# What you should do
Every record here needs to be written out again exactly.

# Rows
# # #

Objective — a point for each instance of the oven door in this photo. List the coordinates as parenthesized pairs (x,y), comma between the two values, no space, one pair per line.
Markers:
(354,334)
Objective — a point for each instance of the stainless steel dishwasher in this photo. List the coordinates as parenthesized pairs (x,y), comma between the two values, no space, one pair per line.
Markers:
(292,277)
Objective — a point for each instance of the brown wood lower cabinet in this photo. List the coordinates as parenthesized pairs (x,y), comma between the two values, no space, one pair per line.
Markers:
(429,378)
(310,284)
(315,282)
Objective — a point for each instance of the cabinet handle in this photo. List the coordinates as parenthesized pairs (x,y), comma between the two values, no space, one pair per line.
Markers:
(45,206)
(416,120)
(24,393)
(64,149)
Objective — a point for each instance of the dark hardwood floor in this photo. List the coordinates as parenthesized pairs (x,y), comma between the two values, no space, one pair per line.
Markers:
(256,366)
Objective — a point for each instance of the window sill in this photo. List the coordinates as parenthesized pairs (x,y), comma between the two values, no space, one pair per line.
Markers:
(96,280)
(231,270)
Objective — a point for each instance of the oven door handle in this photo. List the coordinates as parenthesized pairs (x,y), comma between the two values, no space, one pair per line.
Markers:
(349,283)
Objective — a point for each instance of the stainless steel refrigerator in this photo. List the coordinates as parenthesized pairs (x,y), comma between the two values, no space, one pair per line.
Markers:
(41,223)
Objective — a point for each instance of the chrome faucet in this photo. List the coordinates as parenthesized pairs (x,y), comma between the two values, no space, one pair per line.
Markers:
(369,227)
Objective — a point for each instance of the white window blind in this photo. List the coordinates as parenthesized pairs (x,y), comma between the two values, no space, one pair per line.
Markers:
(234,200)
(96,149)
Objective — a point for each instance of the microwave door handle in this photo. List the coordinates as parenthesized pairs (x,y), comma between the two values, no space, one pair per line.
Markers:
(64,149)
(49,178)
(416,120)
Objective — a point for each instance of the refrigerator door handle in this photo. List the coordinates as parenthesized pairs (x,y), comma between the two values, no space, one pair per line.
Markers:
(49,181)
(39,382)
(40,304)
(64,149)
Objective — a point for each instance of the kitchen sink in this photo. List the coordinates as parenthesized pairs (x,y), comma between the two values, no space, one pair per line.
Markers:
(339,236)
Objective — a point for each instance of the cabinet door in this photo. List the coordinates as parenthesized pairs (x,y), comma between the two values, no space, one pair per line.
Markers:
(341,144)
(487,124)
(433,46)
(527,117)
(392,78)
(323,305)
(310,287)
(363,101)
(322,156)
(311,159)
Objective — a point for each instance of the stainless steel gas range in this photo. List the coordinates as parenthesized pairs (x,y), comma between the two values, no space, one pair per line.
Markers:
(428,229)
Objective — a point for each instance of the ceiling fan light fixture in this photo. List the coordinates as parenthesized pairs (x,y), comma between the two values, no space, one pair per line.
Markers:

# # #

# Full solution
Objective — a point for each instance of the oven door in this photo. List the coordinates as parenthesized pairs (x,y), comma between the two values, no space, one pair per line.
Markers:
(354,334)
Objective — a point for each instance of the stainless steel dishwasher in this photo. List the coordinates as parenthesized pairs (x,y), comma between the two values, no space, one pair per line.
Markers:
(292,277)
Objective — a point for each instance of the brown wood lower cabinet in this photo. List the coordinates as parenthesized pairs (x,y), comma between the two values, no space, one pair per line.
Markers:
(429,378)
(310,284)
(315,282)
Objective — a point for each instance of the cabinet handle in this photo. List the coordinates as parenthesized pairs (x,y), comma between the two values, no space, one pair per line.
Markers:
(45,206)
(416,120)
(24,393)
(64,149)
Objective — a point for each instance of the dark hardwood floor in this photo. List the coordinates as parenthesized pairs (x,y), comma between the two values, no space, one pair per line.
Markers:
(256,366)
Objective — a point for each instance of the window sill in this photo. List the coordinates as parenthesized pairs (x,y), comma between the two values, no space, one pair per line.
Markers:
(96,280)
(231,270)
Objective — a point for each instance of the oven door handle in this photo. List the coordinates as parenthesized pairs (x,y), comma between the two values, no space, one pair per line.
Markers:
(349,283)
Objective — a point for each instance of the stainless steel refrigerator in this photo. List the coordinates as parenthesized pairs (x,y), comma between the two values, no space, one pair per line.
Markers:
(41,223)
Objective — a point for each instance of the chrome faucet in this photo. List the coordinates as parenthesized pairs (x,y), comma between the two values, no space, one pair per line.
Markers:
(369,227)
Objective — a point for each instance of the white window blind in this photo. List the coordinates as parenthesized pairs (x,y), comma between the two values, no space, one pair per line.
Markers:
(234,200)
(96,149)
Objective — a point for each instance of the microwave door handle in this photo. List the coordinates as parenthesized pairs (x,y), comma between the two values, no space, one pair per line.
Markers:
(64,149)
(49,178)
(416,120)
Objective — a point for each instance of the refrigerator door handle in this photo. List the coordinates as parenthesized pairs (x,y), comma between the two values, no space, one pair per line.
Markers:
(49,181)
(39,382)
(40,304)
(64,149)
Objective — a point for each instance of the kitchen sink in this photo. List the coordinates as parenthesized pairs (x,y), comma between the two values, no space, one pair per line.
Markers:
(339,236)
Objective — a point for each instance of the cabinet door in this photo. List the coordinates as parenthesized pairs (x,y), comma between the two values, no space, one pair per line.
Markers:
(341,144)
(487,124)
(433,46)
(527,117)
(392,78)
(323,305)
(310,287)
(363,101)
(322,156)
(311,159)
Objective — a point for each instance of the stainless steel gas range in this photo. List the coordinates as parenthesized pairs (x,y), comma between the two values, no space, one pair per line.
Markers:
(428,229)
Objective — a point for each instance of the ceiling fan light fixture in this photo. List the coordinates as parenthesized pairs (x,y), comma between the two values, no space, one pair per line.
Markers:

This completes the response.